Directions for this task.
Copy the part of the package description below that begins at "Dynamic: license-file" and ends after "other NLP tasks.", swapping "outputs" for "predictions".

Metadata-Version: 2.4
Name: pearmut
Version: 0.2.1
Summary: A tool for evaluation of model outputs, primarily MT.
Author-email: Vilém Zouhar <vilem.zouhar@gmail.com>
License: apache-2.0
Project-URL: Repository, https://github.com/zouharvi/pearmut
Project-URL: Issues, https://github.com/zouharvi/pearmut/issues
Keywords: evaluation,machine translation,human evaluation,annotation
Requires-Python: >=3.12
Description-Content-Type: text/markdown
License-File: LICENSE
Requires-Dist: fastapi>=0.110.0
Requires-Dist: uvicorn>=0.29.0
Requires-Dist: wonderwords>=3.0.0
Requires-Dist: psutil>=7.1.0
Provides-Extra: dev
Requires-Dist: pytest; extra == "dev"
Requires-Dist: pynpm>=0.3.0; extra == "dev"
Dynamic: license-file

# Pearmut 🍐

Pearmut is a **Platform for Evaluation and Reviewing of Multilingual Tasks**.
It evaluates model outputs, primarily translation but also various other NLP tasks.

Raw data.
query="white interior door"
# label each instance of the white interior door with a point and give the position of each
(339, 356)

Written response.
Dynamic: license-file

# Pearmut 🍐

Pearmut is a **Platform for Evaluation and Reviewing of Multilingual Tasks**.
It evaluates model predictions, primarily translation but also various other NLP tasks.